■ **ACTIVITY 1**:
Answer these from the text on diabetic foot problems:
(a) What does the text name as the main reason for hospitalizations among individuals diagnosed with diabetes?
(b) What sensation in the foot at night does the text say usually indicates diabetic foot problems?
(c) According to the text, why might some people experience unsteadiness while walking and standing?
■ **ACTIVITY 2**: Write the next part of the text on diabetic foot problems, starting after its final sentence.

■ **TEXT PROVIDED**:
● ● ● ● ●
Foot problems have been the main reason for hospitalizations among individuals diagnosed with diabetes. The condition can affect the nerves in the foot and prevents one from feeling any injuries. It can also diminish or alter the blood flow which prevents injuries from healing properly.
Since mild injuries can progress to significant infections among those with diabetes, it is vital to ensure that a diabetic is in good condition. Remember that prevention is crucial in avoiding any foot problems among those with diabetes.
Common diabetic foot problems
- Foot ulcers
- Sores and cuts
- Deep infections
- Ingrown toenails
- Charcot fractures
What are the causes?
The loss of nerve function or neuropathy among those with diabetes in the legs and feet steadily develops over time. Since an individual could not feel any foot injuries as acutely as those without diabetes, these might be unintentionally ignored. Understandably, pain is not an initial indicator of foot problems among diabetics. Poor circulation and lowered immunity to infection will also result to significant diabetic foot problems.
The indications of diabetic foot problems usually include pain or a tingling sensation in the foot at night. Infections, ulcers and other issues might be painless. This is the reason why it is vital to observe routine inspection of each foot.
In addition, some might also experience unsteadiness while walking and standing due to the loss of sensation. Lastly, the foot might have redness, swelling, bleeding and ulcers which necessitates further assessment by a doctor.
● ● ● ● ●
[Stored records]
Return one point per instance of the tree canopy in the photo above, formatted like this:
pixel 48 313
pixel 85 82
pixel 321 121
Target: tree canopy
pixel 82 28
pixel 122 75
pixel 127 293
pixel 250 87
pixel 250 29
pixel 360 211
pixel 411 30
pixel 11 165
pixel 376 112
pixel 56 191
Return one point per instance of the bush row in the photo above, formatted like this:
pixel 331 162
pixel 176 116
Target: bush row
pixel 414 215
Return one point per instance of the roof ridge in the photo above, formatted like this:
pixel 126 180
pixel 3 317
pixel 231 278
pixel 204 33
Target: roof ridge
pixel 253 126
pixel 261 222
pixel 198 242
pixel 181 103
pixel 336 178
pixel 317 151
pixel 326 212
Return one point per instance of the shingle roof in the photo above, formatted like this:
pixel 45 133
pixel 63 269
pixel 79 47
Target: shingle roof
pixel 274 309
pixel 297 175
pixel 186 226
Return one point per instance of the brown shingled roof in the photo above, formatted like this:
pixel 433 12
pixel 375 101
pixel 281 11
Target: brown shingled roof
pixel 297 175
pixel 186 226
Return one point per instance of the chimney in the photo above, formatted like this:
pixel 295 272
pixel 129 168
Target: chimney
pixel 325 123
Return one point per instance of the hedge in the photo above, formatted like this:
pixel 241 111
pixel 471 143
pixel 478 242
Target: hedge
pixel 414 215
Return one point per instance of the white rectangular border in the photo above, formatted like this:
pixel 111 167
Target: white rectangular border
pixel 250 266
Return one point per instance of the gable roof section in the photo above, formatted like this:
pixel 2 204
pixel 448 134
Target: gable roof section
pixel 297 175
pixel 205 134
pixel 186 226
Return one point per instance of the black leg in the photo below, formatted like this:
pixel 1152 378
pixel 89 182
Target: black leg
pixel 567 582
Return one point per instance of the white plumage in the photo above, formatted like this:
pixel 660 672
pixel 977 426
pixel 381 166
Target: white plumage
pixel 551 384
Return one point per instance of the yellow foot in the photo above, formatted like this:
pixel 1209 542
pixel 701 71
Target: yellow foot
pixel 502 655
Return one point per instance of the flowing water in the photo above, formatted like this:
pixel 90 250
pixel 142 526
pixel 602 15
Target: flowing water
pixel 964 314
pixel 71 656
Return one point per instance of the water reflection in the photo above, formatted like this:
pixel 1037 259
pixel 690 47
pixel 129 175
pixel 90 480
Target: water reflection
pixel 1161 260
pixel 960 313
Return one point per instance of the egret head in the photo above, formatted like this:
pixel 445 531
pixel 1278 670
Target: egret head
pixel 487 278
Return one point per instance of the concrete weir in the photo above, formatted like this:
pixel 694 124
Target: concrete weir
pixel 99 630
● ● ● ● ●
■ **OUTPUT 1**:
(a) Foot problems.
(b) Pain or a tingling sensation.
(c) Because of the loss of sensation.

■ **OUTPUT 2**:
Importance of treatment for diabetic foot problems
If an individual is diabetic and has foot problems, a doctor must be consulted for assessment and proper treatment. The following measures must be taken into consideration when caring for the foot:
- Wear footwear that properly fit
- Avoid walking barefoot
- Carefully check each foot daily for any cuts, blisters, sores and other issues
- Always keep the feet warm
- Avoid exposure to extremes in temperature
- Do not self-treat calluses, corns or ingrown toenails
- Regular foot examinations
- Control diabetes by monitoring the blood sugar levels and using the medications as prescribed.
- Any minor issues with the foot should not be ignored
Serious foot problems that could not be managed using conservative measures might necessitate surgery. The surgery might be focused on eliminating the foot infection, realigning any bony deformities or even amputation to prevent further issues.